Ex4: 2010/11: ACS P35 SoC D/M Week 7 Exercise. 10 Credit Marks.


Mini-Project part I:   

This exercise again involves the OR1K non-blocking TLM model. (Part II of the mini-project development will be part of Ex5):   

Select one of the tasks you looked at for Ex3 or choose another IP
block of your own design or from list in Ex3.  Recalling that the highest-level
ESL model enables firmware to be compiled directly with the behavioural model
of the device (grail slide), ensure that the main functions of your IP block are directly
callable as C++ methods (as well as being callable as TLM targets).


By extending main.cpp from the btlm-ref-design or otherwise, create a
System-On-Chip containing one (or more) OR1K processors and two or more
of your chosen IP block plus any other IP blocks needed.

Optional part: Implement two modelling styles for your on chip
network: one where queuing contention is directly modelled (i.e. one
transaction has to wait for another) and the other where contention is
measured and an estimate is added to time delays.  Use a #define to
switch between the modelling styles.

Write and run a test application program on the OR1K core, along with
any device drivers, that generates traffic for your IP blocks.  Your device driver
code should be modifiable with a #define so that it may either be compiled 
to OR1K machine code to run on the ISS, or so that it may be compiled along with
the behavioural model of your IP block as a single program.

-- TASK MATERIAL --

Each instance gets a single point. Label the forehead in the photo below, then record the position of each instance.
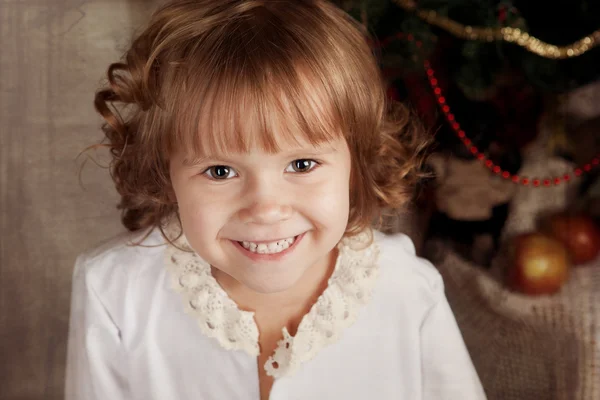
(272, 113)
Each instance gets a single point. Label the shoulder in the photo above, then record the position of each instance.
(126, 251)
(114, 271)
(404, 276)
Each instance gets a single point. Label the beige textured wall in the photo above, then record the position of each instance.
(53, 54)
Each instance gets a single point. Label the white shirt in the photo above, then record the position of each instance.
(150, 323)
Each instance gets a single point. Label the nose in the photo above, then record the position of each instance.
(267, 205)
(266, 213)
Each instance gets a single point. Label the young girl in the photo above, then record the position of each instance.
(253, 152)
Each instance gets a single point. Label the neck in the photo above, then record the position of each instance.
(285, 308)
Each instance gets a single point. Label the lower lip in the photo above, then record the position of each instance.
(268, 257)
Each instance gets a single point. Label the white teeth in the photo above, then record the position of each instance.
(268, 248)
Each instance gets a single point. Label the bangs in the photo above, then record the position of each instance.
(259, 85)
(239, 112)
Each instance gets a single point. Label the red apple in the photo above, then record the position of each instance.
(539, 264)
(579, 233)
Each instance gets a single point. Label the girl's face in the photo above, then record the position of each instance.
(265, 219)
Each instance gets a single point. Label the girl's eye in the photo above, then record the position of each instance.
(220, 172)
(301, 165)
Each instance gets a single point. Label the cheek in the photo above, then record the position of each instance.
(202, 216)
(328, 203)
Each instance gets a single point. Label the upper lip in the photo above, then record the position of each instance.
(267, 240)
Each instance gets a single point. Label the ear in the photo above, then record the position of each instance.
(171, 195)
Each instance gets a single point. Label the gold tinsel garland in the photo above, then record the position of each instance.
(507, 34)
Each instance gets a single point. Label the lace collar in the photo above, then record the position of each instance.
(219, 317)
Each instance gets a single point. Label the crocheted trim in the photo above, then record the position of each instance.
(349, 287)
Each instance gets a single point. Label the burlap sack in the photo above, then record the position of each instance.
(525, 347)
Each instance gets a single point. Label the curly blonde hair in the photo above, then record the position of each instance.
(205, 73)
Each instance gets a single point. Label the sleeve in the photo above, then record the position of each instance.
(447, 369)
(95, 368)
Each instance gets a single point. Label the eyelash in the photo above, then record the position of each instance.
(208, 172)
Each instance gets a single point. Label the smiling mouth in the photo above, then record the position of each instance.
(269, 247)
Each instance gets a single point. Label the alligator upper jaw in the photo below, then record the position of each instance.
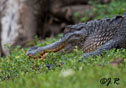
(43, 51)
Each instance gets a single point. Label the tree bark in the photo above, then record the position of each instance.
(19, 21)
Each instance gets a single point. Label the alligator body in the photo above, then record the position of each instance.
(92, 37)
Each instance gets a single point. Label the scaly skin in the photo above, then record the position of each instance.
(92, 37)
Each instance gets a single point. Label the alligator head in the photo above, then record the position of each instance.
(74, 35)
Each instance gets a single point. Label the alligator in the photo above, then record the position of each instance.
(93, 37)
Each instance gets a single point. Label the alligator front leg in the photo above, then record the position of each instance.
(57, 46)
(107, 46)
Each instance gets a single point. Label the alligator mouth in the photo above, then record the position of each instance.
(45, 52)
(57, 46)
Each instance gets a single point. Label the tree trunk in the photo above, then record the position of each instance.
(19, 21)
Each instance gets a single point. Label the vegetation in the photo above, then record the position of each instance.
(19, 71)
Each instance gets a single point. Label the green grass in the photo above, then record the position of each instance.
(19, 71)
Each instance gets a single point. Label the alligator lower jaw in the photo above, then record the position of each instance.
(44, 53)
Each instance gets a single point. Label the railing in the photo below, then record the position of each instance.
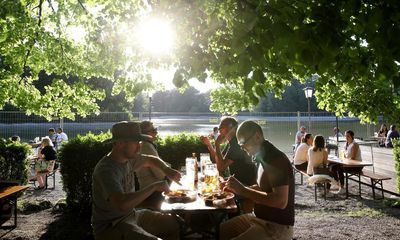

-- PROBLEMS --
(1) Give the listing from the line with "Each instance gets a single point. Label the alligator mouth" up to and including its last line as a Markdown table with the columns Row and Listing line. Skip blank lines and leave the pictures out.
(2) Take the OR1K mini-project exercise further, beginning after its last sentence.
The listing is unrelated to the OR1K mini-project exercise.

-- RESPONSES IN ORDER --
(1)
| Row | Listing line |
|---|---|
| 1 | Each instance gets a single point. Label the alligator mouth in the photo above, then record the position of each instance. |
| 2 | (45, 52) |
| 3 | (57, 46) |
| 4 | Each instance gets a single point. Label the tree trunk in the photo above, then record the position of each instance. |
| 5 | (19, 21) |
| 6 | Each instance gets a single point. Label the vegetation in the photo above, then record the position of each instance. |
| 7 | (19, 71) |
| 8 | Each instance gets a single point. Label the green grass in the photo above, then record the position of each instance. |
| 9 | (19, 71) |
| 10 | Each instance gets a single point. Label the alligator lower jaw in the photo above, then record the position of each instance. |
| 11 | (44, 53) |
| 12 | Each instance gets a single point. Label the railing in the photo below, then record the position of each instance. |

(2)
Under SystemC, adjust the TLM quantum keeper setting to observe two
different interleavings of transactions.  Measure the simulation
performance (transactions per second simulated) for both models of
on-chip network (if you have them), at different setting of the TLM
quantum and for the direct-calling ESL model.  Note any sequential
inconsistencies and say what sort of hazard they present (RaW, WaW,
WaR etc.)

With or without using SystemC, run your test application in the directly-calling mode. Compare the transaction
order and simulation performance.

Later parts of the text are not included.